What you should do => Please answer from the findings of fact below: what did Attorney Falvey's written instructions tell the plaintiff to provide if a creditor called?
— START Page text —
III. FINDING OF FACTS
From the evidence produced at trial, including the reasonable and logical inferences from the same, and taking into account the court's evaluation of the credibility of the witnesses, the following facts are found.
At all relevant times the plaintiff was a consumer debtor indebted to Target. Target was a bank/creditor in the process of collecting said debt.
While there is evidence of several attempts to contact the plaintiff by telephone, only two calls actually reached the plaintiff from the Target representatives. One call by Jacob on July 4, 2009 and one call by Melissa on July 18, 2009. Prior to the two calls the plaintiff had consulted with Attorney Falvey of Groton, Connecticut, in connection with the management of his various obligations, including the debt to Target. Attorney Falvey gave specific instructions to the plaintiff as to what he should say if called by a creditor, including providing the name, address and phone number of his attorney. Those instructions were written down and kept near the telephone at plaintiff's residence. During both of the calls from the Target representative the plaintiff informed them that an attorney had been engaged in connection with this debt and provided the name, address and telephone number of Attorney Falvey.
Target, at the time, did not have a procedure in place to instruct its representatives to comply with the regulations which provide for communications with the debtor to stop calling if Target knows the debtor is represented by counsel. The second call was made after the plaintiff notified the Target representative of his legal representation.
— END Page text —
— START Information supplied —
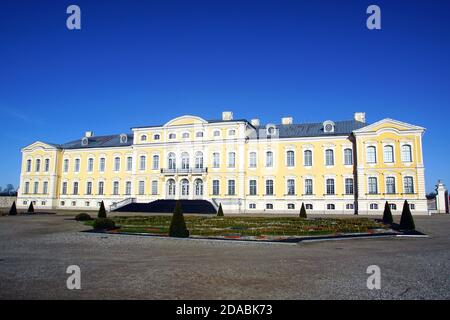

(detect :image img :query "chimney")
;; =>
[222,111,233,121]
[281,117,293,124]
[354,112,366,123]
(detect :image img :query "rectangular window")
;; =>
[213,180,220,196]
[228,180,236,196]
[249,180,256,196]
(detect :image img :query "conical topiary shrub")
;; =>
[399,200,416,230]
[300,202,307,219]
[27,201,34,213]
[169,200,189,238]
[97,201,106,218]
[9,201,17,216]
[383,201,394,224]
[217,203,223,217]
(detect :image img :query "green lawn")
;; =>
[85,215,386,237]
— END Information supplied —
Complete response => The name, address, and phone number of his attorney.